Back references in mutate gsub?

I'm in the middle of implementing a PostgreSQL log parser that will normalize the queries so I can do stats on them. As part of this, I need to be able to search for components of fields and replace them with back references plus some extra text. Example of one such line (replacement string contains a \1, which in Ruby at least should bring in the element found within the () in the search string::

mutate {
gsub => [
"normalized_query" , "([^a-z_$-])-?([0-9]+)", "\10"
]
}

Question 1: Does this work? I am not going to get a chance to test it today, but hoped someone could chime in on this in case my simple-minded belief that a Ruby back-reference would work. I hope it does.

The other question is, if you have a bunch of gsubs in the same mutate function, and they all operate on the same field, will the changes be applied in serial order? I didn't see anything in the docs about this. I assume it's the case, but thought I'd ask.

Thanks!

And since I did get a chance to test this, this morning, let me share what I found out.

Back references do indeed work in a gsub mutate statement.

Example: Reverse the two search patterns separated by a period character. Notice that the replacement string HAS to be delimited by apostrophe characters, not double quotes.

270 mutate {
271 gsub => [
272 # Back reference test
273 "duplicate_syslog_program", "^([^.]+).(.*)$", '\2.\1'
275 ]
276 }

And yes, if you have multiple gsub array elements defined, they are in fact applied in serial order to the mutated field.

Also, yes, all the elements of the gsub array are applied in serial order, so you can edit the hell out of the same field in a consistent way within a single mutate block.

However, if you need to perform some other mutate action in between a pair of gsubs, such as lowercase, you have to put them into separate mutate blocks. At least as of Logstash 2.1.

1 Like

> Dataset excerpt
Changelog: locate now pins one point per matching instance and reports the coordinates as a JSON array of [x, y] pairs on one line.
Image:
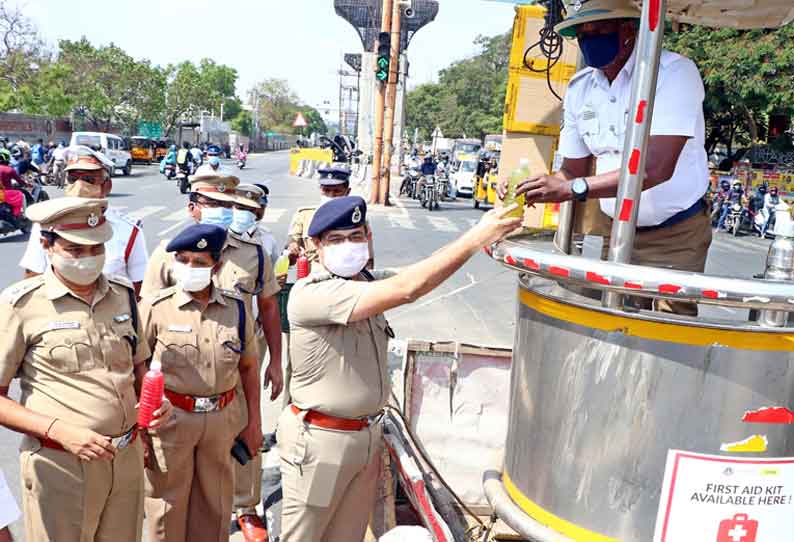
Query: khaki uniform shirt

> Job 1
According to the thread, what characters must delimit the replacement string in a gsub back reference?
> Job 2
Summarize the thread in two sentences.

> Written answer 1
Apostrophe characters, not double quotes.

> Written answer 2
Back references work in a Logstash gsub mutate statement, but the replacement string has to be delimited by apostrophes rather than double quotes. Multiple gsub elements are applied in serial order to the same field, but as of Logstash 2.1, performing another mutate action such as lowercase between two gsubs requires separate mutate blocks.